TASK PROMPT: Please give back, word for word, only the lines starting at the one containing "Target: utility pole" and ending at the one containing "the green shrub." within the material below.

MATERIAL FOR THIS TASK:
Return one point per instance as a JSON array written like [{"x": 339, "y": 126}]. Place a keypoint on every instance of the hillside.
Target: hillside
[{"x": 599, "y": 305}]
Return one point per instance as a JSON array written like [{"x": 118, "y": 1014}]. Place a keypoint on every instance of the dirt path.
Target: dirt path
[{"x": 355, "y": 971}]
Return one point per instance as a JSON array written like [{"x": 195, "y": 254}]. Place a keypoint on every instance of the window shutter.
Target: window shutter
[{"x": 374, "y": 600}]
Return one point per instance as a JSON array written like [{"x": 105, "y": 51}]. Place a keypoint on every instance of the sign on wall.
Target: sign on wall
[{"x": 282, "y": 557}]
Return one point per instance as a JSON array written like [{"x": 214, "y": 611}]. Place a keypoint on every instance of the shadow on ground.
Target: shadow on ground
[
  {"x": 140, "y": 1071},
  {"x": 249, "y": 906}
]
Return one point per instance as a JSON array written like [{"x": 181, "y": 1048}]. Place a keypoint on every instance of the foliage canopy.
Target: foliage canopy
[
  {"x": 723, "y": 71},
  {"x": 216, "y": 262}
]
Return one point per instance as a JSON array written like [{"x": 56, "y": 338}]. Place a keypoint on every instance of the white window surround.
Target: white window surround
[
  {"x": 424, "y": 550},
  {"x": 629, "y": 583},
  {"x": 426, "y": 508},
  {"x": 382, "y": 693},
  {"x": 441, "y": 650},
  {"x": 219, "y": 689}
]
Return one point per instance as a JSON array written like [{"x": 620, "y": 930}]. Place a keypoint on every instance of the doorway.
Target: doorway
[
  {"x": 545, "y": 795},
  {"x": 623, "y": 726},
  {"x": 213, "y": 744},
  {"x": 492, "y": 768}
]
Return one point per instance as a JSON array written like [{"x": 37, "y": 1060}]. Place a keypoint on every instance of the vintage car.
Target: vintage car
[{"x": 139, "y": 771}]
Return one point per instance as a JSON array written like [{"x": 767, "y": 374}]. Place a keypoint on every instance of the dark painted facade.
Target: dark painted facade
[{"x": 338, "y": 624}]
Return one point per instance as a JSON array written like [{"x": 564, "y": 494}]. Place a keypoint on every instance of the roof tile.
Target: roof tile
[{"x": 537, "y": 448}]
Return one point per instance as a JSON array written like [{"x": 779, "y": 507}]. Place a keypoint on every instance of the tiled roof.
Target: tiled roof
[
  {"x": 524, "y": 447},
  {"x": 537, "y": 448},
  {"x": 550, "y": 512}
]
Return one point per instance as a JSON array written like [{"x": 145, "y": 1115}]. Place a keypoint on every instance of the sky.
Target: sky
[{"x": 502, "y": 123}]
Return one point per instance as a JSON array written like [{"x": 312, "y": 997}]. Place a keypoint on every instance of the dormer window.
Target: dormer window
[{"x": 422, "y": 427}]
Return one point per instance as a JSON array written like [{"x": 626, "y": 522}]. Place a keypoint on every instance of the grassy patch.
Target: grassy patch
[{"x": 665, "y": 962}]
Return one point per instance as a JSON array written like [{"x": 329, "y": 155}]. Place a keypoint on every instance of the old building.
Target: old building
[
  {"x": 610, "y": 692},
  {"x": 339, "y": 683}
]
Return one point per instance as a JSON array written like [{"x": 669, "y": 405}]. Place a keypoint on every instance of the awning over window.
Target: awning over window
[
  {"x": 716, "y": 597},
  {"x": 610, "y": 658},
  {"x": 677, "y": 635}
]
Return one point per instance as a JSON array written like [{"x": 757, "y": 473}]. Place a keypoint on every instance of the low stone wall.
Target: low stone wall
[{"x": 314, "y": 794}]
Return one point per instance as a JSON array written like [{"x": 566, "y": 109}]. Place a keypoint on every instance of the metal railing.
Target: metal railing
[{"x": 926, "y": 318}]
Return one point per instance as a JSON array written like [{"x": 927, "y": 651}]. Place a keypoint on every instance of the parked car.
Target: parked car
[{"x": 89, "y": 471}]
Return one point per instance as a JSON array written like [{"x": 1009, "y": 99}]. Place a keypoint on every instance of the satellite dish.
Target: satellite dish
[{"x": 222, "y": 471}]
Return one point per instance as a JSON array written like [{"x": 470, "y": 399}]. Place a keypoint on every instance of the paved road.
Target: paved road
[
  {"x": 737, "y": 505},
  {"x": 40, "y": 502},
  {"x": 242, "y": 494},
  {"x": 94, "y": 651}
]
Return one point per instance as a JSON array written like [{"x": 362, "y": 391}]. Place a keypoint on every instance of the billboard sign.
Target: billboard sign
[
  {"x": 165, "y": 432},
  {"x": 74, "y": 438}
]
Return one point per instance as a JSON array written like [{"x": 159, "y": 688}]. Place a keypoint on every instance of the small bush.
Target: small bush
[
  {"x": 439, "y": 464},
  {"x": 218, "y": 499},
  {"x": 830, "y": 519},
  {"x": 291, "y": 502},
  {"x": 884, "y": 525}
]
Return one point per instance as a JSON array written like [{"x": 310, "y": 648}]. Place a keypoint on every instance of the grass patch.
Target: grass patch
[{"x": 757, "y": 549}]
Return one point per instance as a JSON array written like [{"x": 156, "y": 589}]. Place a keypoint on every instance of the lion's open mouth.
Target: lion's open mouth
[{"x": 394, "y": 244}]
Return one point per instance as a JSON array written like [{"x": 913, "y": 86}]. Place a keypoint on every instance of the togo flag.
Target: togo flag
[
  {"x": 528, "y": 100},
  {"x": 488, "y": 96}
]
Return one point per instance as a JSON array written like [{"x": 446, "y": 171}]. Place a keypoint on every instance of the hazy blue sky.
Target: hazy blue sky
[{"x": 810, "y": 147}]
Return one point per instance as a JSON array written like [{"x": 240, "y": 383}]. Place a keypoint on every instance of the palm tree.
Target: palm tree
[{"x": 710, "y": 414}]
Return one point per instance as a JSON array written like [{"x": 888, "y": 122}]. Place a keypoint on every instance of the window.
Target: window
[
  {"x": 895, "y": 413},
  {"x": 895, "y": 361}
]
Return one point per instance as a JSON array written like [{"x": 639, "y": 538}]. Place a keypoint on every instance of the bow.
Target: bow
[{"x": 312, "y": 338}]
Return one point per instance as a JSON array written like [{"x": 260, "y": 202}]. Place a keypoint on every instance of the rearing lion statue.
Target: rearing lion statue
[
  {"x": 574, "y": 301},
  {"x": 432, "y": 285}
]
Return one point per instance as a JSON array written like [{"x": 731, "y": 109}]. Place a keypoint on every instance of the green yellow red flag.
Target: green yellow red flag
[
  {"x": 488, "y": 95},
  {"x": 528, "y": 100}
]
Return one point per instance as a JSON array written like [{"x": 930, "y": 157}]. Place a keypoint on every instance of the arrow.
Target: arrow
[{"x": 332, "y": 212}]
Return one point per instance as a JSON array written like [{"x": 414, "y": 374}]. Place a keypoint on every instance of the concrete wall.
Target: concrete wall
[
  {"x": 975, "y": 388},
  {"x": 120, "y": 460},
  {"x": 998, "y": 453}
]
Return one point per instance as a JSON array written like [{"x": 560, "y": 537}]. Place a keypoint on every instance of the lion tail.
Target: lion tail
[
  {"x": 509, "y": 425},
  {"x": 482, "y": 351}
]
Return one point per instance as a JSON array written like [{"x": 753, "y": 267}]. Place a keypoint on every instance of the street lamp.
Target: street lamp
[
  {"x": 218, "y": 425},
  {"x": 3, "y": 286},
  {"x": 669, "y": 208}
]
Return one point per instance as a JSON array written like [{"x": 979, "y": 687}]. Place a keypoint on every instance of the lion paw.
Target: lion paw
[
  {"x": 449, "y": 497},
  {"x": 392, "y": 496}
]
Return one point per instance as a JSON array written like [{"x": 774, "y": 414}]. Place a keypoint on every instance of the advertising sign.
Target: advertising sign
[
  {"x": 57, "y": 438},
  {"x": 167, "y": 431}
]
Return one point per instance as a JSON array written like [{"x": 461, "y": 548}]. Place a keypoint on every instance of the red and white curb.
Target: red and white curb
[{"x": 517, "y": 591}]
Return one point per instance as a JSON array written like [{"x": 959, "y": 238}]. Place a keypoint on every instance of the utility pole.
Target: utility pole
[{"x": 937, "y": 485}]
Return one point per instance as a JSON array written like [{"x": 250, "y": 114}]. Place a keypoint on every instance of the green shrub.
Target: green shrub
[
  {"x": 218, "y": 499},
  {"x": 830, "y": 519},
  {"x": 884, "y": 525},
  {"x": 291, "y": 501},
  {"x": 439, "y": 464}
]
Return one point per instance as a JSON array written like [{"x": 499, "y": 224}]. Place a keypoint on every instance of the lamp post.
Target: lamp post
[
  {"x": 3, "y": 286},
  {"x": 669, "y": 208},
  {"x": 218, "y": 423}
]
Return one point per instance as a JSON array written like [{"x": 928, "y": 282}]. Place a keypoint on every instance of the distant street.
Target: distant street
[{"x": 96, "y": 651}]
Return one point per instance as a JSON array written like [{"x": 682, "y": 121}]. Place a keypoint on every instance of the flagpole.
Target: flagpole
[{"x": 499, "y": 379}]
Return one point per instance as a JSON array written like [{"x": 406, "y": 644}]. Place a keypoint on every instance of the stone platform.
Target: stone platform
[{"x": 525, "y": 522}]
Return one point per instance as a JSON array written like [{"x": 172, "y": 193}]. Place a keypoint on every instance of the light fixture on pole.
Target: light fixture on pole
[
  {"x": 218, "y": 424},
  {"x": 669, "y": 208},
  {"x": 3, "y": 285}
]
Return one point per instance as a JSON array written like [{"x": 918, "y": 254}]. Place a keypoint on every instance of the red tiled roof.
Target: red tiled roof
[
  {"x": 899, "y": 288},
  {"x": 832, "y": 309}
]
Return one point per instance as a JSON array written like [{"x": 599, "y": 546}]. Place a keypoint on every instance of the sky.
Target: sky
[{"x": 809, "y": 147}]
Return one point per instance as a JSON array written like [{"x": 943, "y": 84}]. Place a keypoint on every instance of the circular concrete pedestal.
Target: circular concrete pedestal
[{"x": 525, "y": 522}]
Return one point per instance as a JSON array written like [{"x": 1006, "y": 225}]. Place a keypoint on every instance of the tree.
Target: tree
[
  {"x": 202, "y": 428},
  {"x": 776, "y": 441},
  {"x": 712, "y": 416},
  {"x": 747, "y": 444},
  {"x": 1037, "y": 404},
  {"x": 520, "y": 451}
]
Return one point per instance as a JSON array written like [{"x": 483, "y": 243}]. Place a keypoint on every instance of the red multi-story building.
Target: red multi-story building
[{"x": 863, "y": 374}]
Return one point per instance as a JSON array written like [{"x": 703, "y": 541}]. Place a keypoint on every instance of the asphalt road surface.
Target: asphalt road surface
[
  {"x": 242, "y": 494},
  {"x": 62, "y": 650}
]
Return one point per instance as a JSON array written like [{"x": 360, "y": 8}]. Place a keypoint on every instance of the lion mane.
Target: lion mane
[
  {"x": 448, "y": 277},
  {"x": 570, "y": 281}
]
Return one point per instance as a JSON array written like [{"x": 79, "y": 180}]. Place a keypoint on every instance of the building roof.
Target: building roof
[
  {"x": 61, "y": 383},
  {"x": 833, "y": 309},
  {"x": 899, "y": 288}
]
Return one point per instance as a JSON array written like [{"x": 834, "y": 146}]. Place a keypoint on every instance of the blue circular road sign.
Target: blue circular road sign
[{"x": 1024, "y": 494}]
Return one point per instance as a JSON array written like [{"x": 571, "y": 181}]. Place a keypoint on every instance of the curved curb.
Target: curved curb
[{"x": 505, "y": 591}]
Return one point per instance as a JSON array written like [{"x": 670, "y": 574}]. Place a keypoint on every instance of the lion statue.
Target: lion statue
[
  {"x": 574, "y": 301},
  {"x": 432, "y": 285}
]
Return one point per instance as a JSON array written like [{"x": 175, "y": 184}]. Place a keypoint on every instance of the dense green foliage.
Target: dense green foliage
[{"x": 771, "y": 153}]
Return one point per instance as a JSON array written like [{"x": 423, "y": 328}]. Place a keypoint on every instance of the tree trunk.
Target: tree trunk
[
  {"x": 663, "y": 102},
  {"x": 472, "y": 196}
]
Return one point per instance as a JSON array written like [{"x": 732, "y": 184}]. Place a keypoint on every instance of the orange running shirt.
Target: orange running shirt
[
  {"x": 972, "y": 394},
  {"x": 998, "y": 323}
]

RESPONSE TO THIS TASK:
Target: utility pole
[{"x": 937, "y": 485}]
Return one point per instance as a JSON array written like [{"x": 250, "y": 114}]. Place a keypoint on every instance of the green shrub.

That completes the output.